Records from a dataset

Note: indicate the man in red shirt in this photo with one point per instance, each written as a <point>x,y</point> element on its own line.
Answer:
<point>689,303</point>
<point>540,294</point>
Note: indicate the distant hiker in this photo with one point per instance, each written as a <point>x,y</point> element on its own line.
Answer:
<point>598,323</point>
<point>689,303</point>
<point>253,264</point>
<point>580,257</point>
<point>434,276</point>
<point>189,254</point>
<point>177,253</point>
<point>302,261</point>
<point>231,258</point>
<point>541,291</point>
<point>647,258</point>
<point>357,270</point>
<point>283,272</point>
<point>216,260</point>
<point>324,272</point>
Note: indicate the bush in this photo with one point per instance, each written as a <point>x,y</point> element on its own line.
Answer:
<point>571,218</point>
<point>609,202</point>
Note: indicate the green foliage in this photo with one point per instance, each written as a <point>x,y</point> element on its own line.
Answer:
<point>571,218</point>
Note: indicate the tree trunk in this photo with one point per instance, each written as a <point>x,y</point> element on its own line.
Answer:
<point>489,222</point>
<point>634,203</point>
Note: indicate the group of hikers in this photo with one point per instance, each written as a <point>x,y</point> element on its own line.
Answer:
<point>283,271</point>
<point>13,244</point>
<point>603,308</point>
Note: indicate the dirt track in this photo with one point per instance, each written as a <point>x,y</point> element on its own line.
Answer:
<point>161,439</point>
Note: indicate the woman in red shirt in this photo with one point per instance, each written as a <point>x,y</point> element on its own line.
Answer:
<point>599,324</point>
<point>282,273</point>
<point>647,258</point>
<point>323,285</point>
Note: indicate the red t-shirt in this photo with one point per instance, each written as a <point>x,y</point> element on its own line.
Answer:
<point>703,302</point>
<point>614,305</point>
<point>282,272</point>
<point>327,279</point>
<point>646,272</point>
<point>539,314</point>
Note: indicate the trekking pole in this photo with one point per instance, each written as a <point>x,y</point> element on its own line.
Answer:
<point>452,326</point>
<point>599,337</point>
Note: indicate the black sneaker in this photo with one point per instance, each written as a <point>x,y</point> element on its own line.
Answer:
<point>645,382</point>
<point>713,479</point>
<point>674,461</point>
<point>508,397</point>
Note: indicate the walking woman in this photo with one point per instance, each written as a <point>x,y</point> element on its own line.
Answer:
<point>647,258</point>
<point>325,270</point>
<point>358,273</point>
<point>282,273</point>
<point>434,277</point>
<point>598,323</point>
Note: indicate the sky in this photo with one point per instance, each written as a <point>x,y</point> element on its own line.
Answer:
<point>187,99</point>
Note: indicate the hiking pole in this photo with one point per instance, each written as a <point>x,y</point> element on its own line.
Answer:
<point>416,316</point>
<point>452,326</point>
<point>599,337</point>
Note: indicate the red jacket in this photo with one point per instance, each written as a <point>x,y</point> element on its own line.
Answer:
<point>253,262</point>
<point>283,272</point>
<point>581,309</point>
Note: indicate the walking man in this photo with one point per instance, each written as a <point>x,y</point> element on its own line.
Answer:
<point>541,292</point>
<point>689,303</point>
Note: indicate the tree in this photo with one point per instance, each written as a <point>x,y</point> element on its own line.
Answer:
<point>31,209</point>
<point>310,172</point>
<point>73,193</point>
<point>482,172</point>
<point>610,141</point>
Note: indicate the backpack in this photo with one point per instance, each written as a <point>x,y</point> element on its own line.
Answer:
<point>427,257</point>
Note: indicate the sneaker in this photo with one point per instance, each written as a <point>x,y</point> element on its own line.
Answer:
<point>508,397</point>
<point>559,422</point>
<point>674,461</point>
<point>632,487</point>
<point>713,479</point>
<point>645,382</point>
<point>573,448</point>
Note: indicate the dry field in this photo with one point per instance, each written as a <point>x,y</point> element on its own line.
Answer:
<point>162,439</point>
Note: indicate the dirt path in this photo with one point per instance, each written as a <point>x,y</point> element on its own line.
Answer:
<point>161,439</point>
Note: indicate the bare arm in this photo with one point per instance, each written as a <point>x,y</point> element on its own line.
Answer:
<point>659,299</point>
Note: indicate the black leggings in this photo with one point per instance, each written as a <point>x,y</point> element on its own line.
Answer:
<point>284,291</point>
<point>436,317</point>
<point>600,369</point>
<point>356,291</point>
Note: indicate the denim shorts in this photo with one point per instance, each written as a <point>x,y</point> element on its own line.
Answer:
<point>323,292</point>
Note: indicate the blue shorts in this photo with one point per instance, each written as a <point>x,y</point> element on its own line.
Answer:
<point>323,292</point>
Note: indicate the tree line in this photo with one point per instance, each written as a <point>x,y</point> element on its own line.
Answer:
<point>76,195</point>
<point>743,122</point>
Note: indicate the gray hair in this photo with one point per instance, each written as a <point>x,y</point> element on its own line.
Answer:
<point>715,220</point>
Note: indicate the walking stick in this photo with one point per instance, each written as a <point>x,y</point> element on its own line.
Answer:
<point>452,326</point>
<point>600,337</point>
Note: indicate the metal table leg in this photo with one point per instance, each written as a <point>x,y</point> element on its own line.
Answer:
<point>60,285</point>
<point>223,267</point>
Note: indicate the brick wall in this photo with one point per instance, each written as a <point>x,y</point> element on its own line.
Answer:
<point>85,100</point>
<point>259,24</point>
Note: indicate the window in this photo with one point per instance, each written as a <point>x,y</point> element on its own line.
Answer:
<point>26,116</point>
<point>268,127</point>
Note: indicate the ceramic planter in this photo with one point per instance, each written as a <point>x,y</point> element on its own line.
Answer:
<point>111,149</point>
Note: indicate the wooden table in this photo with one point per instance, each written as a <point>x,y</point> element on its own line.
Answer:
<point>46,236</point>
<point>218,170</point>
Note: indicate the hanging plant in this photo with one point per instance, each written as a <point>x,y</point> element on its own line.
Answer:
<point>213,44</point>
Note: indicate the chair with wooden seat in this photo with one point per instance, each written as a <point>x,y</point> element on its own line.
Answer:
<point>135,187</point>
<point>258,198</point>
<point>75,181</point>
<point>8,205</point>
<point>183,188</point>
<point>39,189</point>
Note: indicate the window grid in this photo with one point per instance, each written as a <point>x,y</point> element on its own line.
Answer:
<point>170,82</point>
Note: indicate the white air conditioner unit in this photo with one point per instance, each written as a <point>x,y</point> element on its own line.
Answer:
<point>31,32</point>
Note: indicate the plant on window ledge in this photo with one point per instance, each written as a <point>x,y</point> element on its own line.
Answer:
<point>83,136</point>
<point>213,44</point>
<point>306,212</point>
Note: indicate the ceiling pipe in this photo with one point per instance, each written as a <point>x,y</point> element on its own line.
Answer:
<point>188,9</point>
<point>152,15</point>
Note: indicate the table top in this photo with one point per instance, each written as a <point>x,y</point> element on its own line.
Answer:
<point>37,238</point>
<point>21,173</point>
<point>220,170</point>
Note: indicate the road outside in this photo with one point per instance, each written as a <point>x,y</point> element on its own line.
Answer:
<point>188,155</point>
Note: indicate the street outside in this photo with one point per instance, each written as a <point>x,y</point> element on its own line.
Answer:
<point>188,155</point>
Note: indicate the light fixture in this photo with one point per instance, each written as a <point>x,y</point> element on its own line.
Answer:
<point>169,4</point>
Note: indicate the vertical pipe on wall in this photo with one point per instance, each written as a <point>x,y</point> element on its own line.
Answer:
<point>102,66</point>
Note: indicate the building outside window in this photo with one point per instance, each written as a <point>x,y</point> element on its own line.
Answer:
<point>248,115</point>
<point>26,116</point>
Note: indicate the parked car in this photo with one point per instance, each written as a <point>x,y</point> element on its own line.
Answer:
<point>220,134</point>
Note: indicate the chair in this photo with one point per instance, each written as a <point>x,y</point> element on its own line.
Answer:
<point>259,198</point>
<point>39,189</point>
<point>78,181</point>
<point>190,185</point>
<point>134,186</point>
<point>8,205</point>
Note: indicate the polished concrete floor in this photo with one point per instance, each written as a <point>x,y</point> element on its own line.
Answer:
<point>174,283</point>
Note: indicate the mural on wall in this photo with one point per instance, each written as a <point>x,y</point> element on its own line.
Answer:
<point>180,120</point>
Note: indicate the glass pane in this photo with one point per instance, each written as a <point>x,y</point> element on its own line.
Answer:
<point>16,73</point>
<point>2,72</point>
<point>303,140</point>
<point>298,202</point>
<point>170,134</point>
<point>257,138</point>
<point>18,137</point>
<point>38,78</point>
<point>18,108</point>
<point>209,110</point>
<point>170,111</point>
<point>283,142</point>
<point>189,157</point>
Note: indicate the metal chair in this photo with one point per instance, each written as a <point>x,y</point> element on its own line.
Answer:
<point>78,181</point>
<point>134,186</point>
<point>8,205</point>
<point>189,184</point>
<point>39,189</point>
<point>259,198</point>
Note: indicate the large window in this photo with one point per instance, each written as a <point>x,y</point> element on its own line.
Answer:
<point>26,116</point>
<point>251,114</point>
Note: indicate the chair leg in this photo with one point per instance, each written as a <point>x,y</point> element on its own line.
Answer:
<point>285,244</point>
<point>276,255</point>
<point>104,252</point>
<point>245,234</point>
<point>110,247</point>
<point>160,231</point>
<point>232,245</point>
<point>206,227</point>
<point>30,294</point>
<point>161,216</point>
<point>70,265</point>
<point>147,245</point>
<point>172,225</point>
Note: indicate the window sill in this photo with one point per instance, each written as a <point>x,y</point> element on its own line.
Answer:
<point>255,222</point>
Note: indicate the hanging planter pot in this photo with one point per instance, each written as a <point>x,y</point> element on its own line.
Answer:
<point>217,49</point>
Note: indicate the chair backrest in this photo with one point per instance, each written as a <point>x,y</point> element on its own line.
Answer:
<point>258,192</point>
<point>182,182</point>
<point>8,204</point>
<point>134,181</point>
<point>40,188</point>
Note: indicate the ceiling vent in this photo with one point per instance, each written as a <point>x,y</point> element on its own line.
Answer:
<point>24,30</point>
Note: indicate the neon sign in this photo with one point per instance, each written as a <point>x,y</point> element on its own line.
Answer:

Set problem:
Render the lines of the listing above as a JSON list of strings, one string per line and no blank lines. Begin at the line that contains "Note: indicate the gray" and stop after the line that contains "<point>600,337</point>".

Response to this exercise:
[
  "Note: indicate the gray hair in this photo with one point per instance, each written as a <point>x,y</point> element on its own line.",
  "Answer:",
  "<point>715,220</point>",
  "Note: indicate the walking stick in this photo with one point per instance, each written as a <point>x,y</point> element on its own line.",
  "Answer:",
  "<point>452,326</point>",
  "<point>600,337</point>"
]